MPs and their staff are buckling under the strain of a “phenomenal” rise in appeals for help from constituents, with some reporting a 12-fold increase in casework fuelled in part by an “absolute crisis” in mental health issues.

Parliamentary aides said they were becoming burnt out and struggling to help people in desperate need, because of a “massive backlog” of issues caused by the Covid pandemic.

Data shared with the Guardian by Labour and Conservative MPs shows that some are dealing with an average of 12 times more casework than before 2020, while many have seen the number of cases at least double.

The Afghanistan crisis has deepened the strain on MPs’ staff, with teams of only two or three people processing scores of desperate appeals for help from constituents whose family members have been left stranded under the Taliban.

The Labour MP Yasmin Qureshi, whose Bolton South East constituency has been one of the hardest hit by Covid, said her team had handled 4,286 issues raised by constituents in the first half of this year, compared with 715 in the entirety of 2016.

If Qureshi’s office was to take on the same amount of constituents’ pleas until the end of the year, this would constitute a twelvefold increase – as it currently stands, the workload is already six times higher than five years ago.


“We were struggling before the pandemic, but now it’s just crazy,” said one MP’s office manager. “We’ve got 1,800 emails waiting for a response. In the eyes of constituents, that’s unacceptable. But we’re paddling like mad and doing the best we can.”

MPs said they had started to see a growing number of mental health issues affecting constituents, as well as stubbornly high unemployment and a looming crisis as many pandemic support measures, including the £20 weekly uplift in universal credit, come to an end next month.

The Independent Parliamentary Standards Authority (Ipsa), which sets the pay of the UK’s 650 MPs and their staff, is facing calls to increase MPs’ resources to help meet the demand.

The Conservative MP and Commons deputy speaker Nigel Evans said he received almost 1,000 emails about a range of concerns in July, compared with an average of 200 a month before the pandemic.

Selaine Saxby, the Tory MP for North Devon, said there was a “monumental, dramatic and instantaneous” increase in requests for help from constituents at the start of the pandemic. Her constituency is in the grip of a “housing crisis”, she said, worsened by an influx of second homeowners over the past 18 months.

Saxby added: “We’re starting to see a few more quite severe mental health issues and domestic abuse issues coming through now, which is very sad and worrying.”

IPSA allowed MPs to hire another member of staff to help deal with the huge pandemic caseload. However, that extra funding is due to expire in March 2022, leaving many MPs and their aides concerned that they will be unable to deal with the many long-term issues troubling residents.

Check your understanding:
**a)** Retype the stretch of the article on MPs' casework from "The Labour MP" through "five years ago." without any changes.
**b)** In the article on MPs' casework, how many emails did Nigel Evans say he received in July?
**c)** Carry on the article on MPs' casework, beginning after its final sentence.

Data provided:
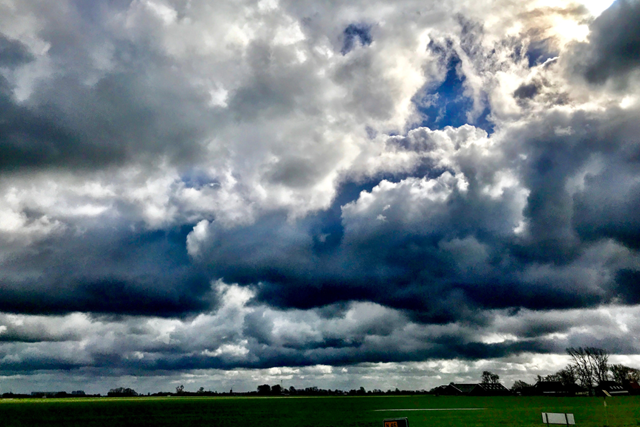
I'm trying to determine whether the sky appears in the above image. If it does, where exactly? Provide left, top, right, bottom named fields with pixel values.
left=0, top=0, right=640, bottom=394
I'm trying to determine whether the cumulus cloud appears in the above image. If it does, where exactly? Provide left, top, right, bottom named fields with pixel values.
left=0, top=0, right=640, bottom=392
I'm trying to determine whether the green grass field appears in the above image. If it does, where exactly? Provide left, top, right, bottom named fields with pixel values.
left=0, top=396, right=640, bottom=427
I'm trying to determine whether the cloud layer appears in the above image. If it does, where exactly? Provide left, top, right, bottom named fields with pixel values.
left=0, top=0, right=640, bottom=392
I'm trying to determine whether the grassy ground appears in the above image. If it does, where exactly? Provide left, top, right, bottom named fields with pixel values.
left=0, top=396, right=640, bottom=427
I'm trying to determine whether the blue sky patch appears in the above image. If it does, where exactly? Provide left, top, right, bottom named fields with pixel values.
left=340, top=24, right=373, bottom=55
left=415, top=52, right=494, bottom=134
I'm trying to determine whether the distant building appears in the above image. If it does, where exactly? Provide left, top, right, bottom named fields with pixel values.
left=31, top=391, right=62, bottom=397
left=433, top=383, right=511, bottom=396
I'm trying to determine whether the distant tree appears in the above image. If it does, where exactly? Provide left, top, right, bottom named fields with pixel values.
left=556, top=365, right=578, bottom=386
left=567, top=347, right=609, bottom=389
left=511, top=380, right=531, bottom=392
left=480, top=371, right=500, bottom=384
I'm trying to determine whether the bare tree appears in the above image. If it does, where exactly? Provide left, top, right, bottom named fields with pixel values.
left=567, top=347, right=609, bottom=389
left=556, top=365, right=578, bottom=386
left=481, top=371, right=500, bottom=384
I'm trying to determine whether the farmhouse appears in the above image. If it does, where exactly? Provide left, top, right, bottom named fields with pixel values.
left=435, top=383, right=511, bottom=396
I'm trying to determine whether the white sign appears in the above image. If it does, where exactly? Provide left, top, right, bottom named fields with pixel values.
left=542, top=412, right=576, bottom=426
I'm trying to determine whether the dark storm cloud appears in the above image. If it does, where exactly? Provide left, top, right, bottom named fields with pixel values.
left=190, top=103, right=640, bottom=322
left=0, top=65, right=211, bottom=171
left=0, top=33, right=34, bottom=67
left=572, top=0, right=640, bottom=84
left=0, top=227, right=215, bottom=316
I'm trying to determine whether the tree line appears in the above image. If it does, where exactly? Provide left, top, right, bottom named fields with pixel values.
left=511, top=347, right=640, bottom=391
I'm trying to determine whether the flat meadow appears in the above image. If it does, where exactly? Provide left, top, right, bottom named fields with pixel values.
left=0, top=395, right=640, bottom=427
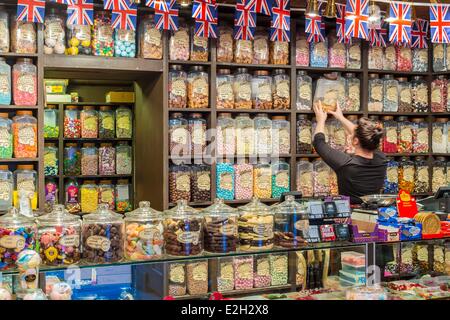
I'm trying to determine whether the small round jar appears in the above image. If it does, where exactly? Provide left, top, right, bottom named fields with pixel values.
left=238, top=198, right=274, bottom=251
left=202, top=199, right=239, bottom=253
left=272, top=69, right=291, bottom=110
left=296, top=158, right=314, bottom=197
left=216, top=69, right=234, bottom=109
left=187, top=66, right=209, bottom=108
left=272, top=195, right=309, bottom=249
left=164, top=200, right=204, bottom=256
left=124, top=201, right=164, bottom=261
left=37, top=205, right=81, bottom=266
left=0, top=208, right=36, bottom=270
left=168, top=65, right=187, bottom=108
left=82, top=204, right=125, bottom=263
left=233, top=68, right=252, bottom=109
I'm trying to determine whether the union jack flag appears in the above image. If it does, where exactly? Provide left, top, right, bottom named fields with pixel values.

Responses by task:
**a)**
The Labour MP Yasmin Qureshi, whose Bolton South East constituency has been one of the hardest hit by Covid, said her team had handled 4,286 issues raised by constituents in the first half of this year, compared with 715 in the entirety of 2016.

If Qureshi’s office was to take on the same amount of constituents’ pleas until the end of the year, this would constitute a twelvefold increase – as it currently stands, the workload is already six times higher than five years ago.

**b)** Almost 1,000 emails.

**c)**
One MP’s office manager said: “We’re now seeing the long-term effects of the pandemic – mental health is in absolute crisis. I feel absolutely sick to the core that we’re going to lose another member of staff if the staffing uplift comes to an end. It will plunge us back into a nightmare.”

Chloe Mclellan, an MP’s aide, said the toll of the pandemic had “exacerbated serious concerns about the wellbeing of staff”, who she said receive no support and little specialist training despite regularly handling traumatic cases and helping people on the brink of suicide.

“Burnout is a real concern at the moment. Lots of people are really getting to the end of what they can cope with,” said Mclellan, the co-founder of the Wellness Working Group for parliamentary staff.

Concerns have been raised to Ipsa that funding cuts to external agencies, such as the legal aid advice network and Citizens Advice, mean that MPs have become “the first and last port of call” for people needing complex and often urgent help.

MPs have a limited budget to employ only a handful of staff, often on relatively low wages and most with barely a year’s experience in the job.

The GMB Union said the average pay of Westminster caseworkers – between £24,000 and £35,000, far below the average London salary – was an “insult” because they are an “absolute lifeline” to those in the greatest need.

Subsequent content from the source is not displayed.